__Goal__:
Write the next part of the passage on deciding whether a question belongs on History or on Politics, starting right after its final sentence.

__Article__:

>>>

Seems that your main question (from your comment) is can you ask questions that "your experts do not find it off topic by this pretext: It is political not historical?!".

Due to the fact that history and politics are frequently intertwined, it's hard to answer in general without seeing a specific question.

The rule of thumb would be:

  • If you need historical knowledge to answer a historical/political question (e.g. access to documents from Churchill administration, even if the question is about Churchill's politics) it may be best to ask on History.

    It would ALSO be ontopic on Politics, but there's a better chance of a good answer here - more people here are likely to know how/where to access Churchill's archives than on Politics.

  • If the question is pure politics without the need for historical expertise/knowledge (e.g. what are details of this current law), then it is OFFtopic for History and should be asked on Politics.

  • If the question is dealing with politics but touches on history, it's NOT offtopic on either site. But again, one of the sites might be a better fit for any given specific question, depending on its exact historical quotient; even if it is on-topic on both.

<<<

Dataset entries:
>>>

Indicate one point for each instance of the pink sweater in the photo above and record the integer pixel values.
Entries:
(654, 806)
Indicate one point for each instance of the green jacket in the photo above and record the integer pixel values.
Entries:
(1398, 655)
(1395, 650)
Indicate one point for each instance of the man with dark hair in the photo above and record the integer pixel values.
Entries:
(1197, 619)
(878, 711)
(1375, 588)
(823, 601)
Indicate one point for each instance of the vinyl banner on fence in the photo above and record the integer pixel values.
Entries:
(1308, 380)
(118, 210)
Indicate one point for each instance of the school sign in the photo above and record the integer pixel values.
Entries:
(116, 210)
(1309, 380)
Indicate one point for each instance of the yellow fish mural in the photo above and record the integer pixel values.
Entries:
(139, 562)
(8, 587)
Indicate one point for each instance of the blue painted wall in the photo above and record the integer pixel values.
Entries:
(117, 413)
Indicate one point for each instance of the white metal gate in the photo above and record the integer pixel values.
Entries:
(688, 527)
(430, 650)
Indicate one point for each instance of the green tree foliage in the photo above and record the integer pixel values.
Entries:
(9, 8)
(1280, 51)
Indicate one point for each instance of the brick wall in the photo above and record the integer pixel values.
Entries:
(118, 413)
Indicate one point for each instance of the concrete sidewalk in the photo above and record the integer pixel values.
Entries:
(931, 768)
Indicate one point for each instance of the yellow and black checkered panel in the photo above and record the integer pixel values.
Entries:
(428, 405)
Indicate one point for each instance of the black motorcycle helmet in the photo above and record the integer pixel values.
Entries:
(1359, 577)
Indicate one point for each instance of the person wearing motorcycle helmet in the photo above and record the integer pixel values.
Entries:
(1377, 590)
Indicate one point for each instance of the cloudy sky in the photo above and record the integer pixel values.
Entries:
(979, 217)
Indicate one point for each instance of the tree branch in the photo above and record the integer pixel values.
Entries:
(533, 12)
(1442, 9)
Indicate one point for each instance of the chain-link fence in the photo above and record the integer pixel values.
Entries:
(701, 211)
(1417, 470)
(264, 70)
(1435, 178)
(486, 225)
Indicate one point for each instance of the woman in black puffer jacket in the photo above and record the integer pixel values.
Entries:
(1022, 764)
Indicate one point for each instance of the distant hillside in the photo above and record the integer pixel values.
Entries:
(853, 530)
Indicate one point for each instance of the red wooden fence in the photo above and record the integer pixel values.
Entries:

<<<

__Exercise result__:
Short version - you will be most at risk at being considered offtopic on History.SE if the question is purely political, and no historian or history enthusiast would possibly be interested in it from historical perspective.

Having said that, please realize that there's a difference between "offtopic for this site" - but ontopic for Politics - and "subjective question that does not belong on any SE site, because it can not be answered objectively, just discussed". This was covered in ihtkwot's answer in detail.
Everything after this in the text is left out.